Entries provided:
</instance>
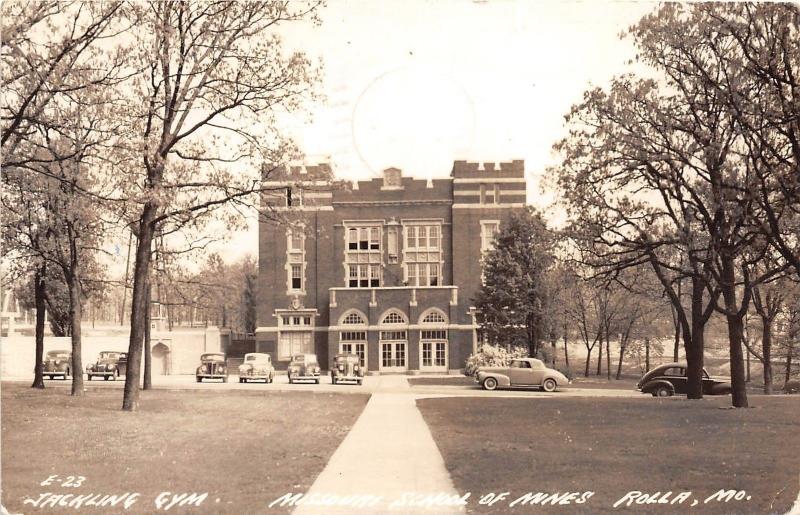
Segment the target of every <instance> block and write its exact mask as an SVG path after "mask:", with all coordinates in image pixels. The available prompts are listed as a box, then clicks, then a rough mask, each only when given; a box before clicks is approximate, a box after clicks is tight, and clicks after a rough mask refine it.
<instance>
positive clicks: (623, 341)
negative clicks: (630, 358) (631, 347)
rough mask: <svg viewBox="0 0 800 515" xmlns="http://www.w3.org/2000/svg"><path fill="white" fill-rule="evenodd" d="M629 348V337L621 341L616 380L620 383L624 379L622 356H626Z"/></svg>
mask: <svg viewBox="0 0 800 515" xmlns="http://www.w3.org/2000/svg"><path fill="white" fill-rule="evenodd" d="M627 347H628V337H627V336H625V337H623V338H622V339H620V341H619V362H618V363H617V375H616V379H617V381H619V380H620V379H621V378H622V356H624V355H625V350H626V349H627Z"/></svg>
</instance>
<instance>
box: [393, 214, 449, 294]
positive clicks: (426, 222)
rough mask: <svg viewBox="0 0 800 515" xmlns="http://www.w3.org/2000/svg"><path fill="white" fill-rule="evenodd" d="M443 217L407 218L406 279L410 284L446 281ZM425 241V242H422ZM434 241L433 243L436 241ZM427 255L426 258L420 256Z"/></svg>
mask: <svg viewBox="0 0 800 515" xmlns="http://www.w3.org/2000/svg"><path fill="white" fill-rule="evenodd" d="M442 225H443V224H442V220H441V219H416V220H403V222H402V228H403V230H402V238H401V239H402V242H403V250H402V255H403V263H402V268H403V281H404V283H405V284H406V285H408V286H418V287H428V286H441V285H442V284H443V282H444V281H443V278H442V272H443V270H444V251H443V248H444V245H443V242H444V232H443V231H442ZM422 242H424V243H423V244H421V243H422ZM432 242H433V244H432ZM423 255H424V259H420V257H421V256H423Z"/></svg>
---
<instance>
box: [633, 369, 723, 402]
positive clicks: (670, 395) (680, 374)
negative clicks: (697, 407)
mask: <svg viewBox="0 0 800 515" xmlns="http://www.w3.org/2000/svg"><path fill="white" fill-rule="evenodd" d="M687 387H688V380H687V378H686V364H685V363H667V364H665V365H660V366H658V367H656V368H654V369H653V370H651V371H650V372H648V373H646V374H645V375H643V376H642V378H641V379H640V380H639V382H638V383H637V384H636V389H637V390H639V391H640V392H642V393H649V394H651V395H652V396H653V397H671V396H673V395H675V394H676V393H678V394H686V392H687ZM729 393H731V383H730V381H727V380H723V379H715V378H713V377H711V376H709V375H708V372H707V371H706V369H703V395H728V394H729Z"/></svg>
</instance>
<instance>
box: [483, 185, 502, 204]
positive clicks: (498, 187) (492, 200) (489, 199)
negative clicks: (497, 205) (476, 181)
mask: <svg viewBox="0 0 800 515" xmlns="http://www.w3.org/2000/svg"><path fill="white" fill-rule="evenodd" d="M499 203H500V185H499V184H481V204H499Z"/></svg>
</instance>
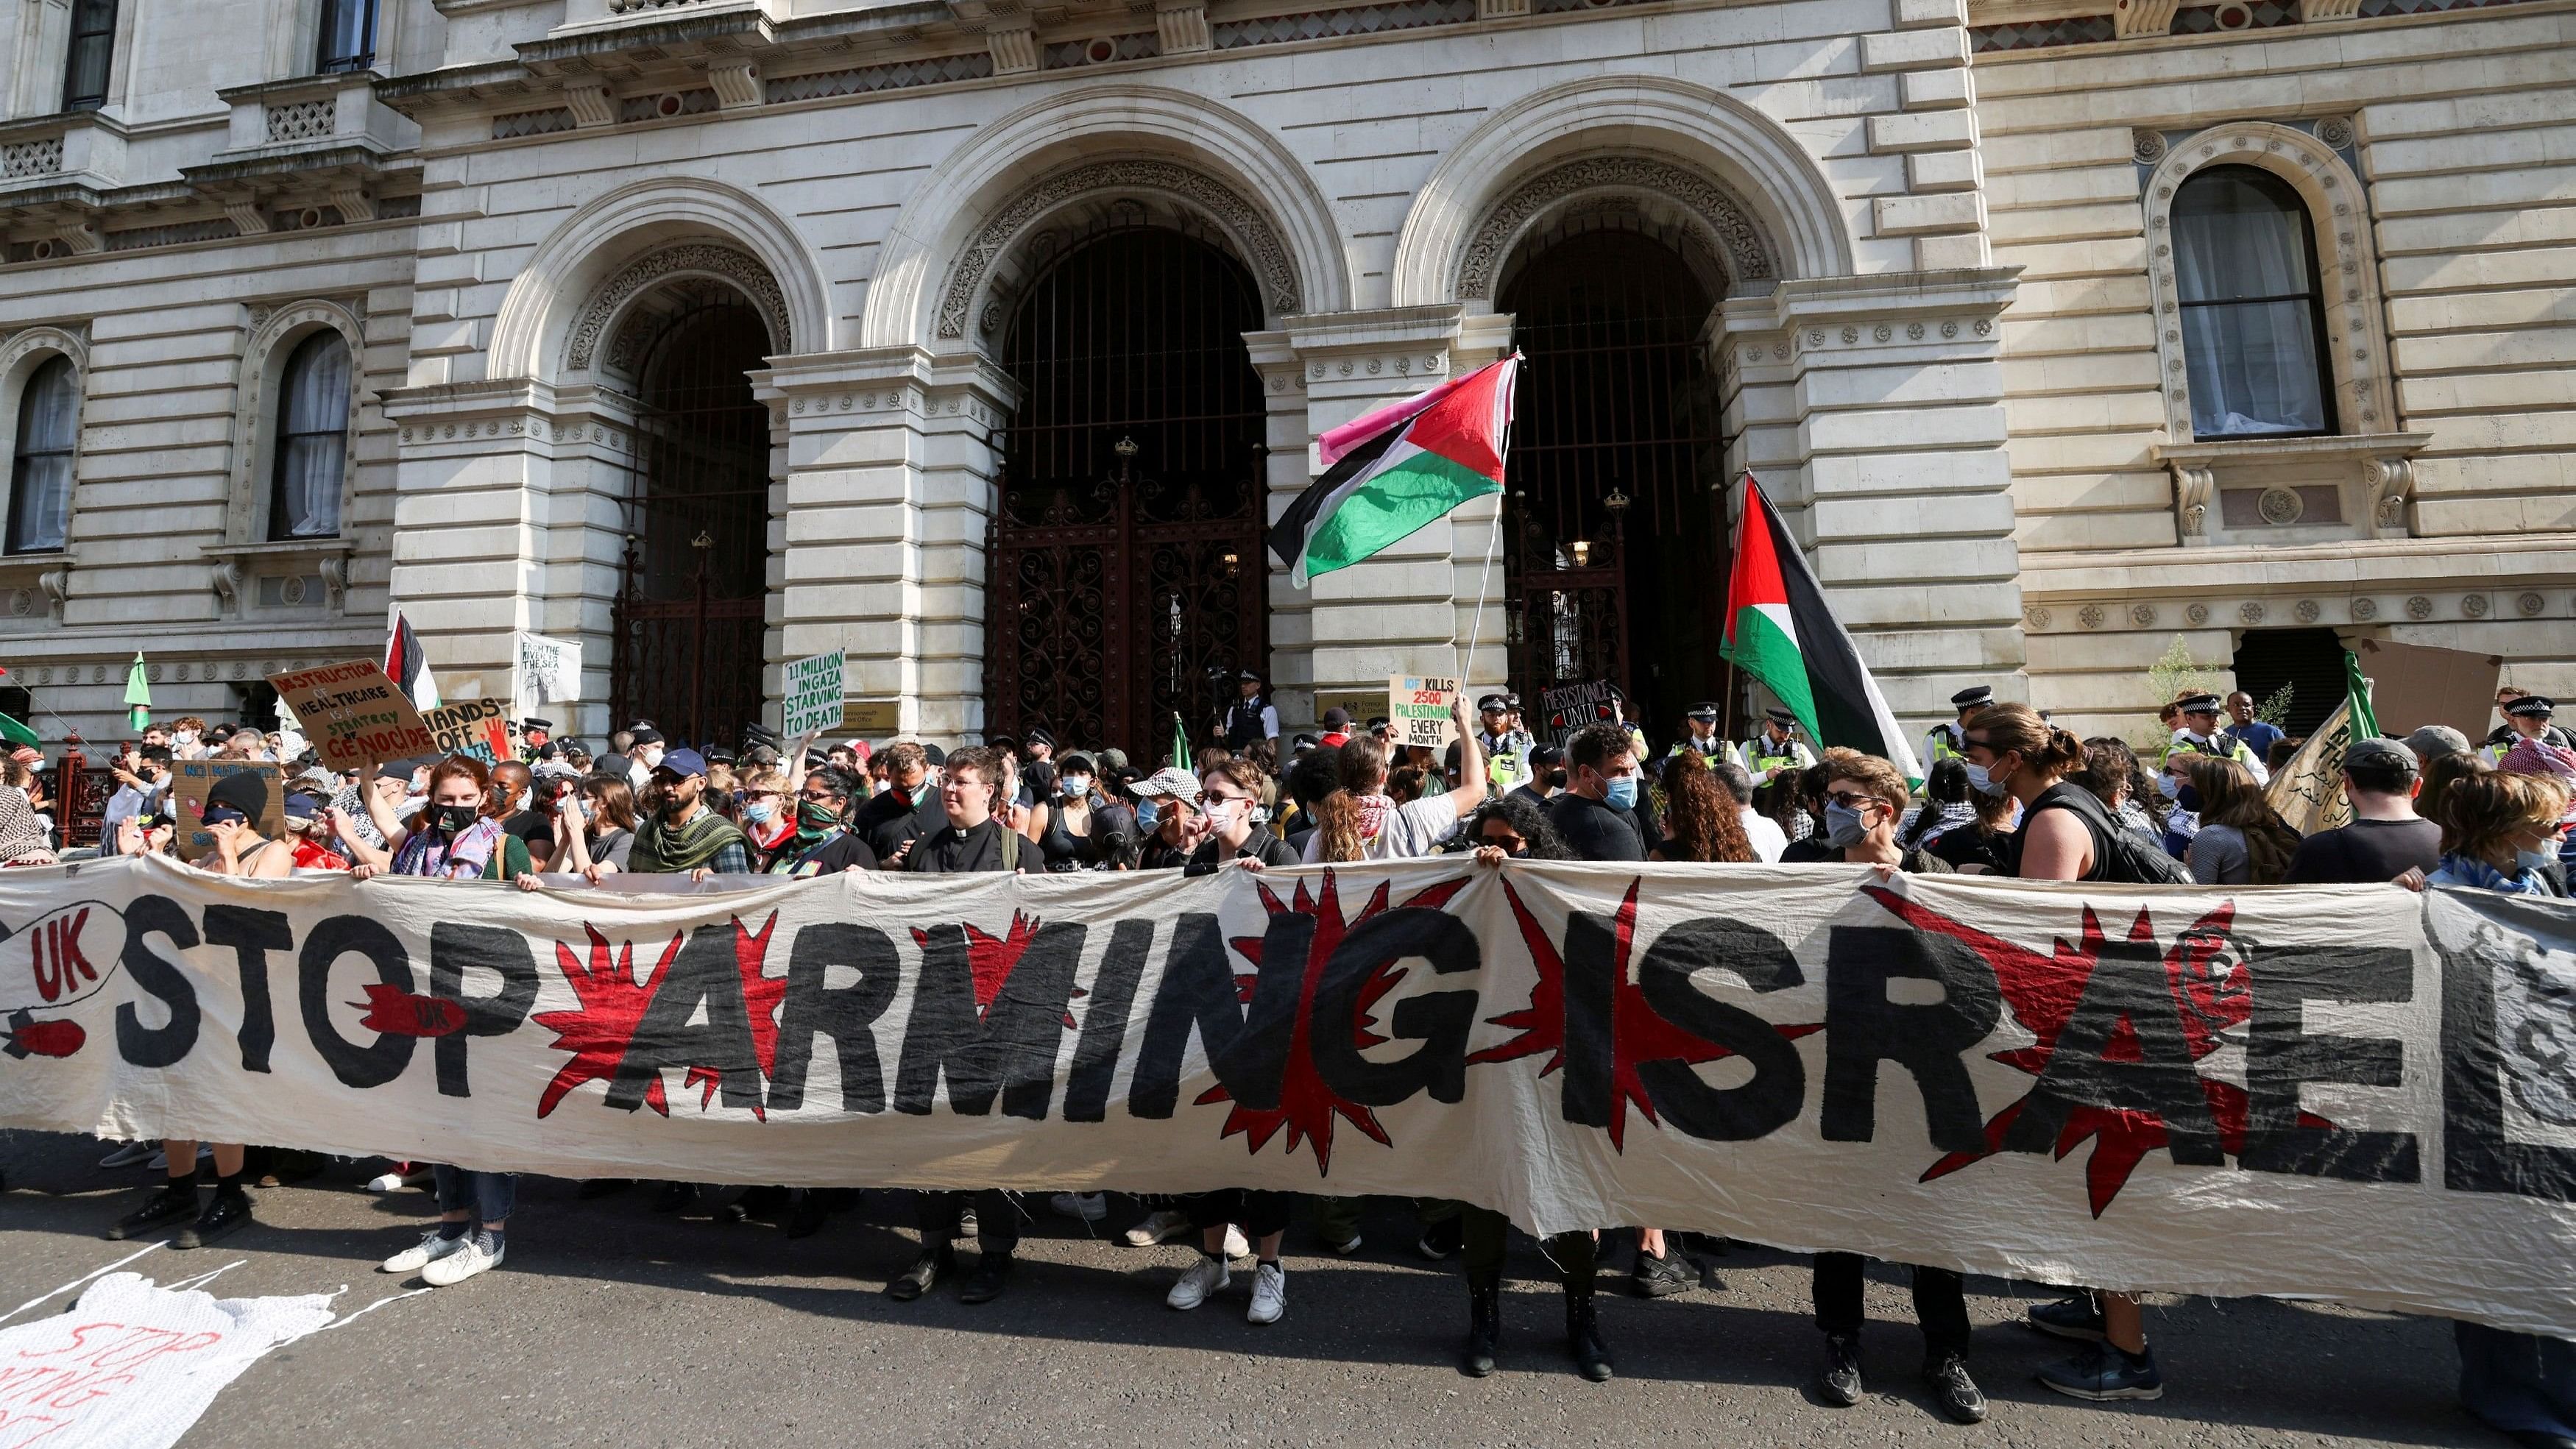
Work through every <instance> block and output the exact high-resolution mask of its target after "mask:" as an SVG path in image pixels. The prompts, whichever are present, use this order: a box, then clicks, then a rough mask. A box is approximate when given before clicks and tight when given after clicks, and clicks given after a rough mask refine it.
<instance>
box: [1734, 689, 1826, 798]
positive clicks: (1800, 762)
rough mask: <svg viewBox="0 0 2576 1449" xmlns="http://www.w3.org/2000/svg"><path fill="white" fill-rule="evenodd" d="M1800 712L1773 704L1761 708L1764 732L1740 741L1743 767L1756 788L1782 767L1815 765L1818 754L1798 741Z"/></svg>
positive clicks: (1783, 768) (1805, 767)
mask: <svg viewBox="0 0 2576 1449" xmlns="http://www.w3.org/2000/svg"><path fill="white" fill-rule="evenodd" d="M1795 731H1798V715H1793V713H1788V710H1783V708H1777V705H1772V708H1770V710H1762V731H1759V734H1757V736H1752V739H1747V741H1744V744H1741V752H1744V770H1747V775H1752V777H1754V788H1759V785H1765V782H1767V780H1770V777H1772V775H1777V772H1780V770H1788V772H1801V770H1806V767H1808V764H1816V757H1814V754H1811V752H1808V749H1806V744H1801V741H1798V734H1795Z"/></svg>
--
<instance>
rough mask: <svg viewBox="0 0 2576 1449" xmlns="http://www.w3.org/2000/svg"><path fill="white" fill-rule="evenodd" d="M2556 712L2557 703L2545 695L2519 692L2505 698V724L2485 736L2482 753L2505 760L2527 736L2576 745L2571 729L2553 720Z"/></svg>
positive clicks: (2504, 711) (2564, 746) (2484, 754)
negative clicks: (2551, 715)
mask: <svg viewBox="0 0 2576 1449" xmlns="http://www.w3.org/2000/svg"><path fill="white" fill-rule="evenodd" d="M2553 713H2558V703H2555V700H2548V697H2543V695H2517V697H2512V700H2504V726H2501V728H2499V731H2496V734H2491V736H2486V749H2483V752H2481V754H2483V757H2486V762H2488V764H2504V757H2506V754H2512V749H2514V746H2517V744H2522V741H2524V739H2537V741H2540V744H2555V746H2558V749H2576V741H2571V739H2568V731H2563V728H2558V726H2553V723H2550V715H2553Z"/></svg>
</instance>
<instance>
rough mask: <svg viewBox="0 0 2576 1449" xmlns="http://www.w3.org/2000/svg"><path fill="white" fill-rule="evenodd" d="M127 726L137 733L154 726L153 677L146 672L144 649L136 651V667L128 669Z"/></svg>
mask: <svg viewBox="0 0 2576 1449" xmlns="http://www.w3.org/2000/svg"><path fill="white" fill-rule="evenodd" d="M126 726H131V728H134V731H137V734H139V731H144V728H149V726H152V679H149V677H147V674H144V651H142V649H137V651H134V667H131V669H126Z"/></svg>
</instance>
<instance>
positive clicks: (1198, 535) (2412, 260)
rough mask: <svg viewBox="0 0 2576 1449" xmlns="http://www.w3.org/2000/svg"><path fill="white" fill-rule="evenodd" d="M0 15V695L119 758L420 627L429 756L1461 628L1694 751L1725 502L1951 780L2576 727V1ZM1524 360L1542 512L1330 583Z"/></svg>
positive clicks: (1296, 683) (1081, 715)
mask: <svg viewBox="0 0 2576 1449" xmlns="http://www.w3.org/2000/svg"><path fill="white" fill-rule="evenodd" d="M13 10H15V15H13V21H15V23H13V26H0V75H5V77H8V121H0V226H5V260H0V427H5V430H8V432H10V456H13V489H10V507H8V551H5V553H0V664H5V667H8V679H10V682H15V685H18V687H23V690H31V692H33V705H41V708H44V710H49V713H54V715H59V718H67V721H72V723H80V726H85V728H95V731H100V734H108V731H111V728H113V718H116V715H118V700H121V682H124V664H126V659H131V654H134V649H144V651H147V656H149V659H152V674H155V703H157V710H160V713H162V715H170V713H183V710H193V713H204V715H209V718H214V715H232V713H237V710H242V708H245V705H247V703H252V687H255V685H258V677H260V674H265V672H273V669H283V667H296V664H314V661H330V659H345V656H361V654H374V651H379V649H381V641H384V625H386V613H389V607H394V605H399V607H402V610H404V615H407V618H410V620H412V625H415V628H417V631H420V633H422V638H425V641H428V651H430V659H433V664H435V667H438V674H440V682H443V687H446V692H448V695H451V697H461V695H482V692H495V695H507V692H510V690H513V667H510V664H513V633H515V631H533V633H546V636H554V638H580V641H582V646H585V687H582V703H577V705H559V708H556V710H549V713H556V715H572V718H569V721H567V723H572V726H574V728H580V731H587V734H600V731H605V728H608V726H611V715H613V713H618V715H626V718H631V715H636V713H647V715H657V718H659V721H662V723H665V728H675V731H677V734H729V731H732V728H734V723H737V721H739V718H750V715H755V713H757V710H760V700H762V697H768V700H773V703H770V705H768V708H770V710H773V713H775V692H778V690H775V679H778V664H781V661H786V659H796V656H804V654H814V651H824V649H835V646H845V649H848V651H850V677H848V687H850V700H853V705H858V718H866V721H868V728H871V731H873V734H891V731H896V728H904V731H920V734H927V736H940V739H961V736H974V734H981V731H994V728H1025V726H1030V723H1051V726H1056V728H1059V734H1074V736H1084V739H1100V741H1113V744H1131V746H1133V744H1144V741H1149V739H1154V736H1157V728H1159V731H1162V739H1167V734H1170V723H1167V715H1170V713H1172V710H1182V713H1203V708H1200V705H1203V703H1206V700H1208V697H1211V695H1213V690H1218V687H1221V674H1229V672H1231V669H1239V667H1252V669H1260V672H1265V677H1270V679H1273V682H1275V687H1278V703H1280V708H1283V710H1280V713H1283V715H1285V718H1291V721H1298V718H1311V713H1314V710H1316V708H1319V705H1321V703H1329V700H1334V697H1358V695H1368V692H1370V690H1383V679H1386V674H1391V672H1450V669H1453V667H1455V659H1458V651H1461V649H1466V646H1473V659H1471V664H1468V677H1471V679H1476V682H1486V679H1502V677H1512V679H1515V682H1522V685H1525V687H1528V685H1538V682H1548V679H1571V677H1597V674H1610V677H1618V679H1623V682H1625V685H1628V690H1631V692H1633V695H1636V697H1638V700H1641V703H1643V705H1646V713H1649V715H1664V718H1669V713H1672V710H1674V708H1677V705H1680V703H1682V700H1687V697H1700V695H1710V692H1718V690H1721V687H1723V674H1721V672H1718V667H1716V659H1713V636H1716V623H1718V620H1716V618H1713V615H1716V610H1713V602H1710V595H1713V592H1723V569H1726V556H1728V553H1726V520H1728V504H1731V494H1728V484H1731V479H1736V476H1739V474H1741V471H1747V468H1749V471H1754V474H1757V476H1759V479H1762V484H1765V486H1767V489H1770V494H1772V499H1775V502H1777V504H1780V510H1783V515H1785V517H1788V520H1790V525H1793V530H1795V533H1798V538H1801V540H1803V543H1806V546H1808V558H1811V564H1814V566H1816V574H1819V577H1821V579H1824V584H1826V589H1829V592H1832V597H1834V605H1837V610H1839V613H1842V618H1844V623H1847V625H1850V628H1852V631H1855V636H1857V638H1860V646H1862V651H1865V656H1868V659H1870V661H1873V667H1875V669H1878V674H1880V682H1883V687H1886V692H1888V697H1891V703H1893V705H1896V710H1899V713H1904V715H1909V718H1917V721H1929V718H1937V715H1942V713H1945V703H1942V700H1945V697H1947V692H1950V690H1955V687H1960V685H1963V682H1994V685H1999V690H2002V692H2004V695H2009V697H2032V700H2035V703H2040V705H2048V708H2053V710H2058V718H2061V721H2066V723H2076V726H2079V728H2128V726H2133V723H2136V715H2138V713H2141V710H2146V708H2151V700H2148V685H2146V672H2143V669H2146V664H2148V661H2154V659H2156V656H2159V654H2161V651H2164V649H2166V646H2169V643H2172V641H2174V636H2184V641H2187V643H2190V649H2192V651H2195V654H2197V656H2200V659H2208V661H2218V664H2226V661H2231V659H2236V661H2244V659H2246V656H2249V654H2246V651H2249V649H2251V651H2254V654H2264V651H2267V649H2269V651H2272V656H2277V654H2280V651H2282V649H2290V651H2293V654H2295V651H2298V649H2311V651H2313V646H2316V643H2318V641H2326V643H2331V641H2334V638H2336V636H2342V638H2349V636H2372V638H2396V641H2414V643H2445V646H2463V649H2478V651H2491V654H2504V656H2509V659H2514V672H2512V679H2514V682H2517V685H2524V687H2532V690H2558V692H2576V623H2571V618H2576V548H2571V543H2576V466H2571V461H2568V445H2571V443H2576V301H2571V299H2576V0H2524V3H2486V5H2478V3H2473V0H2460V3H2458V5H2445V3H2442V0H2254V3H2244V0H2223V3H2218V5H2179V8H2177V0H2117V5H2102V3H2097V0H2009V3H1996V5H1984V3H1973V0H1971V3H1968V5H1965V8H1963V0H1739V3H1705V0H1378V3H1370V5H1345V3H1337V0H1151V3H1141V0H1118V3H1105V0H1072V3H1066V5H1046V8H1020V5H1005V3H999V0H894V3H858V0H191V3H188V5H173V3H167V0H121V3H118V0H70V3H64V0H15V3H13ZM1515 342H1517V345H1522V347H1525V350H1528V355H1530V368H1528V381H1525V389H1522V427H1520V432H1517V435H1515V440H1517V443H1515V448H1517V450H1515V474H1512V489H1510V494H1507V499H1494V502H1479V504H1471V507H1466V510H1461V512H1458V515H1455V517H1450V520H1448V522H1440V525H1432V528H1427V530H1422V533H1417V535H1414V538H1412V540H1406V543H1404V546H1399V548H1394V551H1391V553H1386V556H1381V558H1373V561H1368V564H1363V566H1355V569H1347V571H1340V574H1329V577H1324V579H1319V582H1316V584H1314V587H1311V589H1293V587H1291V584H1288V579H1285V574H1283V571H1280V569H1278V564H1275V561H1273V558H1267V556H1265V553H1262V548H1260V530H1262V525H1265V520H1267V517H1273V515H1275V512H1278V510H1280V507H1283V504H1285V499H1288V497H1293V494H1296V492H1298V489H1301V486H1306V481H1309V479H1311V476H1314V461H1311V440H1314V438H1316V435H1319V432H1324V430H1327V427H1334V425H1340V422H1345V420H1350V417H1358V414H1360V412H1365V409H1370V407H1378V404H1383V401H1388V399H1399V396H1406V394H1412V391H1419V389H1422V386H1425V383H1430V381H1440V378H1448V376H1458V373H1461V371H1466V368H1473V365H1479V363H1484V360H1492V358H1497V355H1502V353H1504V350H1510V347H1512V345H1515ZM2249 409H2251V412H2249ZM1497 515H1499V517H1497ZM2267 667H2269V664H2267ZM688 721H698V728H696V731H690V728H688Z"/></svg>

Work order:
Search the listing above for the lines with "348V337L621 341L616 380L620" and "positive clicks: (426, 222)", then output those lines and all lines between them exactly.

Exercise output:
rough mask: <svg viewBox="0 0 800 515" xmlns="http://www.w3.org/2000/svg"><path fill="white" fill-rule="evenodd" d="M629 348V337L621 341L616 380L620 383L624 379L622 356H626Z"/></svg>
mask: <svg viewBox="0 0 800 515" xmlns="http://www.w3.org/2000/svg"><path fill="white" fill-rule="evenodd" d="M627 347H628V337H627V336H625V337H623V338H622V339H620V341H619V362H618V363H617V375H616V379H617V381H619V380H620V379H621V378H622V356H624V355H625V350H626V349H627Z"/></svg>
</instance>
<instance>
box: [393, 214, 449, 294]
positive clicks: (426, 222)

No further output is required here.